YOUR OBJECTIVE: Count how many lines of the entries below contain the word "gray", treating uppercase and lowercase as different, and give only that number.

Some records
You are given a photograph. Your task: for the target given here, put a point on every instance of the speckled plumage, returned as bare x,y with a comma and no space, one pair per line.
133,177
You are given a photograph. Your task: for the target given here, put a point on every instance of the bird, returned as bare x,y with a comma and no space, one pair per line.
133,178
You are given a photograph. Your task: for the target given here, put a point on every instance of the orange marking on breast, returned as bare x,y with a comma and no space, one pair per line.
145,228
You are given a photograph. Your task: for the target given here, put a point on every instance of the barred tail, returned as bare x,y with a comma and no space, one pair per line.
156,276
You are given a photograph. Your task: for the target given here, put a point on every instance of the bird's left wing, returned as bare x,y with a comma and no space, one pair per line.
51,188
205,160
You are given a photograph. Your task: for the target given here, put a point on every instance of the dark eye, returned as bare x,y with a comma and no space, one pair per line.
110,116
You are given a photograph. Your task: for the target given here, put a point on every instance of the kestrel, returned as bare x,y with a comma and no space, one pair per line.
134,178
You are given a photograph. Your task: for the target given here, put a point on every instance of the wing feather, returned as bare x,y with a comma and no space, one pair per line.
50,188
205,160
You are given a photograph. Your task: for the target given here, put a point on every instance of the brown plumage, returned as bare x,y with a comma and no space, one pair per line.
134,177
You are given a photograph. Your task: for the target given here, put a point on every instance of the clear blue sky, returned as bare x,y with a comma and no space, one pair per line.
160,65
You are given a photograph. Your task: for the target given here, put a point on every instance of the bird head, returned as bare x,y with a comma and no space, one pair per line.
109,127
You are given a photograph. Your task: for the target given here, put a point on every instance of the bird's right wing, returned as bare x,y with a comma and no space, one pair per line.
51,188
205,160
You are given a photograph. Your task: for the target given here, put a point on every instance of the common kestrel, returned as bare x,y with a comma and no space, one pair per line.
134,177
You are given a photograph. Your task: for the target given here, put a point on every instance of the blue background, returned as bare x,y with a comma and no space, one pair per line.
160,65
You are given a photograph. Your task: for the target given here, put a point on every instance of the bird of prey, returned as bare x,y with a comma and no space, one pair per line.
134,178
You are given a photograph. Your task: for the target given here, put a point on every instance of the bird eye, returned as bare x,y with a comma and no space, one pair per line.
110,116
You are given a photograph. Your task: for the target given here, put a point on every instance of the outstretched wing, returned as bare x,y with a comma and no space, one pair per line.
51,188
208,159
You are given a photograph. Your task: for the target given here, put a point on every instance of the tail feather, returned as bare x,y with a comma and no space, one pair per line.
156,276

...

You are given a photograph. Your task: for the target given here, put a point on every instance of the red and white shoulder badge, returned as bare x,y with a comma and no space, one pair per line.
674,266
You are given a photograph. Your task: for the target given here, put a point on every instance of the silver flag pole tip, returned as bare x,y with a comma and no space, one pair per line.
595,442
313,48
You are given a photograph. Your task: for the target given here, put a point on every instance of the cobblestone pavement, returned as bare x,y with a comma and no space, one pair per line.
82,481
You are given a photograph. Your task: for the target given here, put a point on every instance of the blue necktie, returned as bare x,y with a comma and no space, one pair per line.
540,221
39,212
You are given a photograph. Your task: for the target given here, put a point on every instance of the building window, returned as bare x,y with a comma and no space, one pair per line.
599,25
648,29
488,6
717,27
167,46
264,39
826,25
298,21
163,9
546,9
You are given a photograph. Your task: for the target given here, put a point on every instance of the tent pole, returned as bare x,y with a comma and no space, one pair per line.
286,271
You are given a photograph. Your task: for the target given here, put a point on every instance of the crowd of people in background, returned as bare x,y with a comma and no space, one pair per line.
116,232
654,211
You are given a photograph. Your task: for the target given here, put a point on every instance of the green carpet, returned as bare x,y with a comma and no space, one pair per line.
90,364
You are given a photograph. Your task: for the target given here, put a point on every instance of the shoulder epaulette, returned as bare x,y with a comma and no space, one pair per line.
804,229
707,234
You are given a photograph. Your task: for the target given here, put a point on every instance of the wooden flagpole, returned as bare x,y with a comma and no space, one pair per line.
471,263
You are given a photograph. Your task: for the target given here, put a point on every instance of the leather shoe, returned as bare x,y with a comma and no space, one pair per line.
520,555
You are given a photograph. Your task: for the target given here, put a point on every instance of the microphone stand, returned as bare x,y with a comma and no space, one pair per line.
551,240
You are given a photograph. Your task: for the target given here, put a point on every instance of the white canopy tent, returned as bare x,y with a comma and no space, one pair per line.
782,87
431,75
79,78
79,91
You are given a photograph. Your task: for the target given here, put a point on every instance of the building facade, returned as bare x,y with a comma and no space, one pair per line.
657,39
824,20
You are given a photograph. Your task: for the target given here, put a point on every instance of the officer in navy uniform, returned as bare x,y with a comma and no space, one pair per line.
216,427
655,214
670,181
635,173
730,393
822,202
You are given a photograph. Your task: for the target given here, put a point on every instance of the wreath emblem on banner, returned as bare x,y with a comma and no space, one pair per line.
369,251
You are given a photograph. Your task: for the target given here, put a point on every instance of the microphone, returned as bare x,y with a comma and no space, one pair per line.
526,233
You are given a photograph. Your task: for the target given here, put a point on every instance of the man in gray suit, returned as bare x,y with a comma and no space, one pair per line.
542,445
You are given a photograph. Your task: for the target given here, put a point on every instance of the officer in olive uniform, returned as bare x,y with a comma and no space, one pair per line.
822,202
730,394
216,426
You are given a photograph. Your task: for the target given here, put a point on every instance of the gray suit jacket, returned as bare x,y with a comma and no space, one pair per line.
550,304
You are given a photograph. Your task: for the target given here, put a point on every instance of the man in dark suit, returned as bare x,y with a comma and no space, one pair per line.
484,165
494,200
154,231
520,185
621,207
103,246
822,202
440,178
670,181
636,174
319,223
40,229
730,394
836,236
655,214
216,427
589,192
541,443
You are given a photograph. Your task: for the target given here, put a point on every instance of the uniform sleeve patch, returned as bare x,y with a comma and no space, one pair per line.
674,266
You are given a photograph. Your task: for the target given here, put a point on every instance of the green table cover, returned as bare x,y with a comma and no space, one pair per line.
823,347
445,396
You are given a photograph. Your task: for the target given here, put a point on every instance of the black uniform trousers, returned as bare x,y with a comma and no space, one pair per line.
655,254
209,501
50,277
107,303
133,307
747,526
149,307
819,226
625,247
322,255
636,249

SOLVED EXERCISE: 2